GIVEN PASSAGE —
——

# Pricing to clear building lot



## Ironxylem (Mar 21, 2007)

I got a request to quote on clearing a 2 acre lot. Theres are fair bit of scruband some timber. I've never priced a job like this before. Does anyone have a system that works for them. Any advice is appreciated...


----------



## ASD (Mar 21, 2007)

try the search tab:deadhorse:


----------



## Husky137 (Mar 21, 2007)

What is your rate? daily or hourly? How many days/hours will the job take? Do you have the equipment to move the wood? On site and offsite. Do the chips go or stay? All questions you need to be able to answer to bid effectively to be competitive and not lose your shirt.


----------



## A. Stanton (Mar 21, 2007)

I had a 1/3 acre cleared for my new garage. The guy cut about 30 good-sized trees and took the trunks away for firewood. He left me the tops and stumps. For this he charged $1,500 and this was in the summer of 2002.

——

RAW DATA —
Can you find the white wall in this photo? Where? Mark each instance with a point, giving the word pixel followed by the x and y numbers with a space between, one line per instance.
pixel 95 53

——

Return the part of the forum thread from "What is your" to "summer of 2002.", copied word for word. The lines above have no connection to the forum thread about pricing a lot-clearing job.

What is your rate? daily or hourly? How many days/hours will the job take? Do you have the equipment to move the wood? On site and offsite. Do the chips go or stay? All questions you need to be able to answer to bid effectively to be competitive and not lose your shirt.


----------



## A. Stanton (Mar 21, 2007)

I had a 1/3 acre cleared for my new garage. The guy cut about 30 good-sized trees and took the trunks away for firewood. He left me the tops and stumps. For this he charged $1,500 and this was in the summer of 2002.